Task requirements: For the listing that follows, give again exactly the lines from the one with "the illuminated water" to the one with "Reviewer note: confirm that every instance of the female", including both.

Record set:
------------------------------------------------------------------------

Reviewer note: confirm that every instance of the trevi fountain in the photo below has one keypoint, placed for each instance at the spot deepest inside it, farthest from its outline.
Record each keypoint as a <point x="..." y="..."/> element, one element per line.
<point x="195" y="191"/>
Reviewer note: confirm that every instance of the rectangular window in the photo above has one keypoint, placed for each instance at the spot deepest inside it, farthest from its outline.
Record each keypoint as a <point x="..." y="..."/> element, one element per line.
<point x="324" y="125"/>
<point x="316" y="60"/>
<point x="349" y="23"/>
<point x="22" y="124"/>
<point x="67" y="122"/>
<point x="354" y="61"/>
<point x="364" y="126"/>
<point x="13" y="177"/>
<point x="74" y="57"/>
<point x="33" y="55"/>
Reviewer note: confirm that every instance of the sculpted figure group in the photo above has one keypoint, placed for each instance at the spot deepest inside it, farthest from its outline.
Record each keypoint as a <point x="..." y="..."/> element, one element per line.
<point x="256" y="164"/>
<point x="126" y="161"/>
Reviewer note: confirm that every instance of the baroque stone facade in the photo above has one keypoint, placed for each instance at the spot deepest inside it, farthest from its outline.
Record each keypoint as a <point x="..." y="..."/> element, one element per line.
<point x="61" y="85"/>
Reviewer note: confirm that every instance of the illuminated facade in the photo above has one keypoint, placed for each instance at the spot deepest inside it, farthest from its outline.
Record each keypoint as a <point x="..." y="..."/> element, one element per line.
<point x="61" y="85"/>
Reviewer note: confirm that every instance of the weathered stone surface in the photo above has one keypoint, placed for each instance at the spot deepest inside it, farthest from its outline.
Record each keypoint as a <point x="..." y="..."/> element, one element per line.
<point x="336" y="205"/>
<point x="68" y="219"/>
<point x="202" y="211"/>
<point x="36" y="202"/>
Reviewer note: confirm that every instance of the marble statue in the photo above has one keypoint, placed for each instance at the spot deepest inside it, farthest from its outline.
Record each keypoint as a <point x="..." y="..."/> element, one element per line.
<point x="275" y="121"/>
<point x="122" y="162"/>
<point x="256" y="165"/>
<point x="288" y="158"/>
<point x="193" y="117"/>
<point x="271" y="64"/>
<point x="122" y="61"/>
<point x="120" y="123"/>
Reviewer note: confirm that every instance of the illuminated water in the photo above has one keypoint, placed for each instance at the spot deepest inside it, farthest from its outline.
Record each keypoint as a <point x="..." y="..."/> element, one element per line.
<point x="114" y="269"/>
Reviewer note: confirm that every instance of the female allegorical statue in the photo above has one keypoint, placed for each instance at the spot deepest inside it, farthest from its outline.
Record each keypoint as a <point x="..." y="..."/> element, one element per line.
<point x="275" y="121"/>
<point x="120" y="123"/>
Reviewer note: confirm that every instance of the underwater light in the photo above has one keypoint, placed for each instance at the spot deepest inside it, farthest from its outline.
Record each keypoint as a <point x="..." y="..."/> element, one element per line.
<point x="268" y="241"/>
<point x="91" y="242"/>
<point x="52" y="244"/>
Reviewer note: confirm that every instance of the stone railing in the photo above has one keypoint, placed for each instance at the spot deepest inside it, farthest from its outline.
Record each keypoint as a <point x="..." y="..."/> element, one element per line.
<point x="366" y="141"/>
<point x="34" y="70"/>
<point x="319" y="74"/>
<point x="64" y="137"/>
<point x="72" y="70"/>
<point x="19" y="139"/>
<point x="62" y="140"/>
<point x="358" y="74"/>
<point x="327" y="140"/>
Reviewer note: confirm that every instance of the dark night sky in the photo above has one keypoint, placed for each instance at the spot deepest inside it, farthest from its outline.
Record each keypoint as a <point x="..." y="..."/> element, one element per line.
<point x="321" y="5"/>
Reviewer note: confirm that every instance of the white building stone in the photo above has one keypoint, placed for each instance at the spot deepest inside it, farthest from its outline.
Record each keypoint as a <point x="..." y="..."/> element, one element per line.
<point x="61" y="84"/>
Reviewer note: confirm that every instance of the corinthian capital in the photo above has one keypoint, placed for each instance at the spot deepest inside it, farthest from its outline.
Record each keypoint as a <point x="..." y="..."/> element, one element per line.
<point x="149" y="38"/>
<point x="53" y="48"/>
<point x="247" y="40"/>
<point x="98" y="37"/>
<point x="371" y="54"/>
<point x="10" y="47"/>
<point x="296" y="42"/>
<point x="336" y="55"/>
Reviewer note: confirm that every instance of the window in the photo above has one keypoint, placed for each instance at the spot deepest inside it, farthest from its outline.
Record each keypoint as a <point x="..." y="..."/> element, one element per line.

------------------------------------------------------------------------

Problem solution:
Reviewer note: confirm that every instance of the illuminated water in the photo above has one keypoint, placed for each instance at the spot deepest inside it, farthest from its outline.
Record each keypoint as a <point x="..." y="..."/> element, one element per line.
<point x="114" y="269"/>
Reviewer note: confirm that every instance of the female allegorical statue in the photo above has one keypoint, placed for each instance at the spot deepest inside it, farthest from its outline.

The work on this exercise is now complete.